CENTRAFRIQUE : LES SCORIES DE LA COLONISATION
Bangui, le 11 octobre 2017.
Par : Joseph Akouissonne, CNC.
UN DÉCOUPAGE TERRITORIAL ABERRANT, UNE MONNAIE DE DOMINATION
L’instabilité règne dans toute l’Afrique Centrale. Les pièges du désordre laissé par les colons pour contrôler les territoires, même souverains, n’ont pas fini de fonctionner. Ils poursuivent leur funeste œuvre de destruction. Et on ne voit pas comment on pourrait les empêcher de continuer à faire plonger le sous-continent dans le chaos. CENTRAFRIQUE, TCHAD, CAMEROUN, pour ne citer que ces pays-là, sont déstabilisés par des rébellions sanglantes et récurrentes sur leur territoire. C’est là le résultat d’un découpage géographique et sociologique qui devait permettre de continuer à diriger ces pays après les Indépendances et à faire main basse sur leurs richesses.

⁂

*OBJECTIF*: Quels pays sont cités dans le texte sur la Centrafrique comme déstabilisés par des rébellions sanglantes et récurrentes ?

*DONNÉES BRUTES*:
⁂

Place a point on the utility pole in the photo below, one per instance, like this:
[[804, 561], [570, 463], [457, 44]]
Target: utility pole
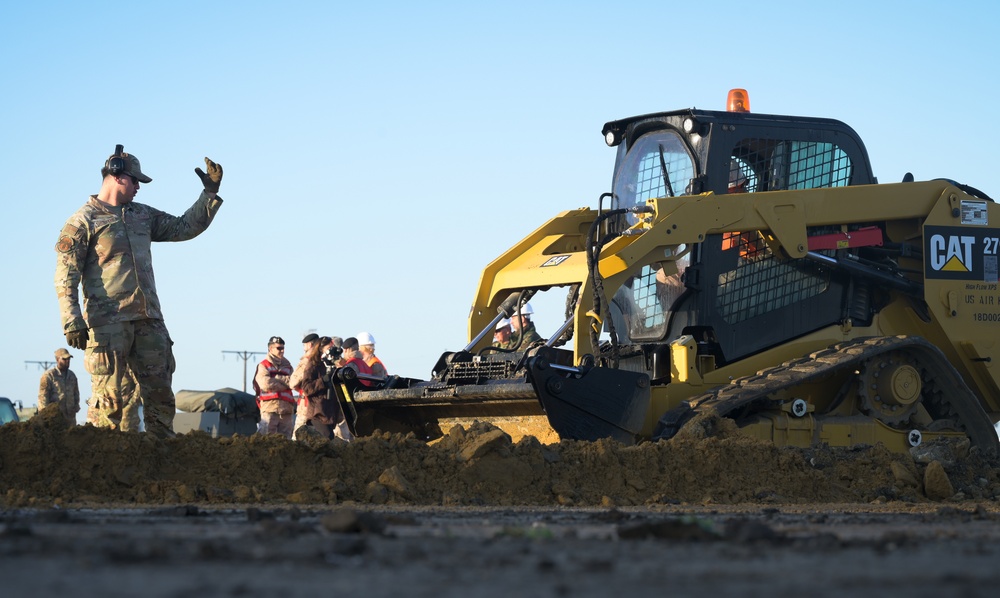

⁂

*RÉPONSE*: La Centrafrique, le Tchad et le Cameroun.